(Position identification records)
+++

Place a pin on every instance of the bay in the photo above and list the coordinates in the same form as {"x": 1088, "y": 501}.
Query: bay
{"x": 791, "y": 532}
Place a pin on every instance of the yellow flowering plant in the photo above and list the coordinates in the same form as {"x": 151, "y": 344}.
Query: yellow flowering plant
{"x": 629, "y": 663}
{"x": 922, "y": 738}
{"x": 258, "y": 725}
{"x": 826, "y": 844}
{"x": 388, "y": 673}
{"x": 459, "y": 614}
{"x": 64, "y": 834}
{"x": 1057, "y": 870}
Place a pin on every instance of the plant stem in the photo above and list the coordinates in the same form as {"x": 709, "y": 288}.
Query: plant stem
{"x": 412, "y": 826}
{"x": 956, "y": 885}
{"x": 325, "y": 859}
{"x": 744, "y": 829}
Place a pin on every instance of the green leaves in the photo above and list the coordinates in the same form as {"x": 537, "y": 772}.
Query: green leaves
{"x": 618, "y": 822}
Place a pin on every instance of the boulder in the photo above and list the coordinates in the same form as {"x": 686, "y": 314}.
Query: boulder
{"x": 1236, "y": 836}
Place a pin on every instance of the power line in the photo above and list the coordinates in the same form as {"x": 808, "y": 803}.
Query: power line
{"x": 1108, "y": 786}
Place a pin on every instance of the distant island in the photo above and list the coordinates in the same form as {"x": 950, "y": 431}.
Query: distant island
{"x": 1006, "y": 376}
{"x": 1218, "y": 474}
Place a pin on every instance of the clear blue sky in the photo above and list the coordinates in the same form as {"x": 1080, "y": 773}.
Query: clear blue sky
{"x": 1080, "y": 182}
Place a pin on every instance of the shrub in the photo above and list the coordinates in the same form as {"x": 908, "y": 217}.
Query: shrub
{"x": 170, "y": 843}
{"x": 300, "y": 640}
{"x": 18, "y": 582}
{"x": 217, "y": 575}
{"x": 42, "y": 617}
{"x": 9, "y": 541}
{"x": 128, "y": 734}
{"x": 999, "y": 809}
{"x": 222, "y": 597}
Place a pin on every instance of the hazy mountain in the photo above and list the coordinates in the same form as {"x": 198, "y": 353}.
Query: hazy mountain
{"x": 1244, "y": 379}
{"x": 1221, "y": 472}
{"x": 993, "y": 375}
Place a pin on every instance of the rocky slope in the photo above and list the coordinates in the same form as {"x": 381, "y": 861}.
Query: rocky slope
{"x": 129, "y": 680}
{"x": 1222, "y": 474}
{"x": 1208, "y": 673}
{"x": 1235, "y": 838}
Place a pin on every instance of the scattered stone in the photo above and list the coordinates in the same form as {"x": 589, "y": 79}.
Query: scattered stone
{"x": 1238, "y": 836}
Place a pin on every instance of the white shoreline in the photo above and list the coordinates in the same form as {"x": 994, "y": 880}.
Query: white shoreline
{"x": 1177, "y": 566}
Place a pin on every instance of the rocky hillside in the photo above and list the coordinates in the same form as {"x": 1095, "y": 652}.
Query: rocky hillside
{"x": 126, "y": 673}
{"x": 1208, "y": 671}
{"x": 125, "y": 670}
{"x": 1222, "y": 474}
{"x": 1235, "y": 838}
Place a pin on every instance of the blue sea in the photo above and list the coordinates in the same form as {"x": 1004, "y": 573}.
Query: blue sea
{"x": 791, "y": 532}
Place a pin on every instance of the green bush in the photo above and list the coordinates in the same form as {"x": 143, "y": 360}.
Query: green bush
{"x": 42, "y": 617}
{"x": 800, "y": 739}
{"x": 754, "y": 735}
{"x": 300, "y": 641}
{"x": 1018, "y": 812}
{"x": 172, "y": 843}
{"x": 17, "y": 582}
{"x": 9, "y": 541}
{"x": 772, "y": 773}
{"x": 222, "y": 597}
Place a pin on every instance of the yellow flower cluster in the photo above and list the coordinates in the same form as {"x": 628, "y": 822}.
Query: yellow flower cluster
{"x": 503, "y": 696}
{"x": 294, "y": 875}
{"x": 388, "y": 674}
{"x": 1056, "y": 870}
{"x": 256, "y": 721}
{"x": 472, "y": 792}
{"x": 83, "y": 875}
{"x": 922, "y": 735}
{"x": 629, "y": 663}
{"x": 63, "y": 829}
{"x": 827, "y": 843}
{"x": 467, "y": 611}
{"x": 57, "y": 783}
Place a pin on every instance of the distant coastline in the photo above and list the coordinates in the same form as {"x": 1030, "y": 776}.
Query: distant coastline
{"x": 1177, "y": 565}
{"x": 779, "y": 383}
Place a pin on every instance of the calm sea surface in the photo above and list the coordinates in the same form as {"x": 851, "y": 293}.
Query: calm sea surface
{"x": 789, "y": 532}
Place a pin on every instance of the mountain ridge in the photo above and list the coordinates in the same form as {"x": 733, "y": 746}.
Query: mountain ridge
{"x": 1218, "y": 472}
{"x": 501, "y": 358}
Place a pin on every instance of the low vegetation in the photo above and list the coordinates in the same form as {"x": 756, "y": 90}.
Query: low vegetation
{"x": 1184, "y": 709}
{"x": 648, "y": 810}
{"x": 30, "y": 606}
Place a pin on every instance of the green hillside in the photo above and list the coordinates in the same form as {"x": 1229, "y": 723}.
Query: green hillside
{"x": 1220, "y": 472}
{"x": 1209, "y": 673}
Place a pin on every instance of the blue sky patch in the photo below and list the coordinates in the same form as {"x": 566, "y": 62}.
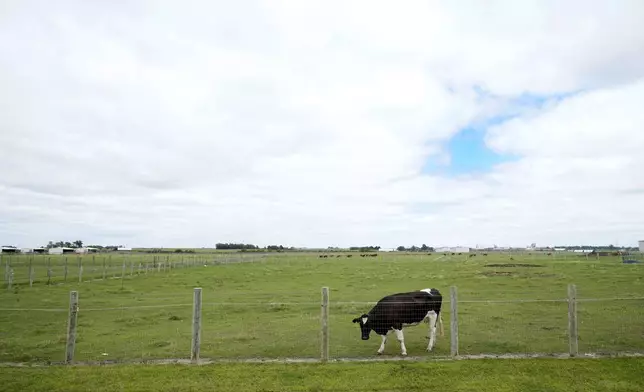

+++

Aim of the exercise:
Rewrite all of the data above, replacing every "Place a pin" with "Put a marker" and changing nothing else. Leave the pictures out of your answer.

Result:
Put a marker on every instance of the bay in the photo above and list the coordinates in the same form as {"x": 1088, "y": 501}.
Query: bay
{"x": 791, "y": 532}
Put a marker on every instance of the yellow flowering plant in the photo above and list the coordinates in the same form as {"x": 151, "y": 344}.
Query: yellow flowering plant
{"x": 629, "y": 663}
{"x": 922, "y": 738}
{"x": 258, "y": 725}
{"x": 826, "y": 844}
{"x": 388, "y": 673}
{"x": 459, "y": 614}
{"x": 64, "y": 834}
{"x": 1057, "y": 870}
Put a marker on every instance of the plant stem in the photo above and list the coordinates in the same form as {"x": 709, "y": 288}.
Query: plant stem
{"x": 412, "y": 826}
{"x": 956, "y": 885}
{"x": 325, "y": 859}
{"x": 744, "y": 829}
Put a marker on every instance of the green leaves in the photo above and list the coordinates in the same form as {"x": 537, "y": 772}.
Query: green leaves
{"x": 618, "y": 822}
Put a marker on every instance of the boulder in the photo above and list the coordinates in the same form as {"x": 686, "y": 314}.
Query: boulder
{"x": 1236, "y": 836}
Put a marker on every instance of the power line in the photo above and list the coordinates in the same form as {"x": 808, "y": 803}.
Query: power line
{"x": 1108, "y": 786}
Put a marker on every instance of the distant island in the photo above and list the coordinates in the same form as {"x": 950, "y": 431}.
Query: distant island
{"x": 1006, "y": 376}
{"x": 1218, "y": 474}
Put a marker on every instance of the clear blue sky in the photo above and list the coordinates in the same form as {"x": 1080, "y": 773}.
Query: clear blue sky
{"x": 1080, "y": 182}
Put a marker on every instance of the shrub in the photo above and list the coordinates in the same form as {"x": 908, "y": 217}.
Query: shrub
{"x": 170, "y": 843}
{"x": 300, "y": 640}
{"x": 18, "y": 582}
{"x": 217, "y": 575}
{"x": 42, "y": 617}
{"x": 9, "y": 541}
{"x": 128, "y": 734}
{"x": 999, "y": 809}
{"x": 222, "y": 597}
Put a marker on every instance of the hazy mountain in the photo above and list the coordinates in the same form as {"x": 198, "y": 353}.
Query: hazy mountain
{"x": 1244, "y": 379}
{"x": 1221, "y": 472}
{"x": 993, "y": 375}
Put a marker on every instance of the rocky slope in the photo above and list the coordinates in the same form as {"x": 381, "y": 861}.
Query: rocky slope
{"x": 129, "y": 680}
{"x": 1222, "y": 474}
{"x": 1208, "y": 673}
{"x": 1235, "y": 838}
Put a marker on every instance of the scattered stone in the photo above and list the coordinates in the same form as {"x": 589, "y": 79}.
Query: scattered stone
{"x": 1238, "y": 836}
Put a marker on every instance of the white shoreline in the photo above and list the coordinates in the same form as {"x": 994, "y": 880}.
Query: white shoreline
{"x": 1177, "y": 566}
Put a marker on every instance of the rocky hillside in the photo above and list the coordinates in the same form as {"x": 1095, "y": 652}.
Query: rocky hillside
{"x": 126, "y": 673}
{"x": 1208, "y": 671}
{"x": 125, "y": 670}
{"x": 1222, "y": 474}
{"x": 1235, "y": 838}
Put a marker on every instance of the blue sea in the photo above and list the coordinates in the same form as {"x": 1004, "y": 573}.
Query: blue sea
{"x": 791, "y": 532}
Put a marker on every instance of the green bush in the photo above and list the coordinates in the same form as {"x": 143, "y": 360}.
Query: green bush
{"x": 42, "y": 617}
{"x": 800, "y": 739}
{"x": 754, "y": 735}
{"x": 300, "y": 641}
{"x": 1018, "y": 812}
{"x": 172, "y": 843}
{"x": 17, "y": 582}
{"x": 9, "y": 541}
{"x": 772, "y": 773}
{"x": 222, "y": 597}
Put a marker on every instance of the yellow flower cluster in the photo above and list the coordinates in the same form as {"x": 628, "y": 822}.
Query: yellow flower cluster
{"x": 503, "y": 696}
{"x": 294, "y": 875}
{"x": 388, "y": 674}
{"x": 1056, "y": 870}
{"x": 256, "y": 721}
{"x": 472, "y": 792}
{"x": 83, "y": 875}
{"x": 922, "y": 735}
{"x": 629, "y": 663}
{"x": 63, "y": 829}
{"x": 827, "y": 843}
{"x": 467, "y": 611}
{"x": 57, "y": 783}
Put a marker on every instance of the distant coastline in the photo above and list the coordinates in the same form as {"x": 1030, "y": 776}.
Query: distant coastline
{"x": 1177, "y": 565}
{"x": 779, "y": 383}
Put a marker on every instance of the calm sea surface in the photo above and list the coordinates in the same form as {"x": 851, "y": 293}.
Query: calm sea surface
{"x": 789, "y": 532}
Put a marker on every instance of the mountain ridge in the photo above and list the coordinates in the same form as {"x": 733, "y": 746}.
Query: mountain ridge
{"x": 1218, "y": 472}
{"x": 501, "y": 358}
Put a marker on every instance of the low vegetation in the photo above and list the coordinates in the same form as {"x": 756, "y": 90}.
Query: low vegetation
{"x": 1184, "y": 709}
{"x": 648, "y": 810}
{"x": 30, "y": 606}
Put a marker on every instance of the green hillside in the photo above and list the coordinates in the same form as {"x": 1229, "y": 723}.
Query: green hillside
{"x": 1220, "y": 472}
{"x": 1209, "y": 673}
Put a marker on every instance of the blue sky patch in the photo below and list the coordinates in the same form as {"x": 566, "y": 62}.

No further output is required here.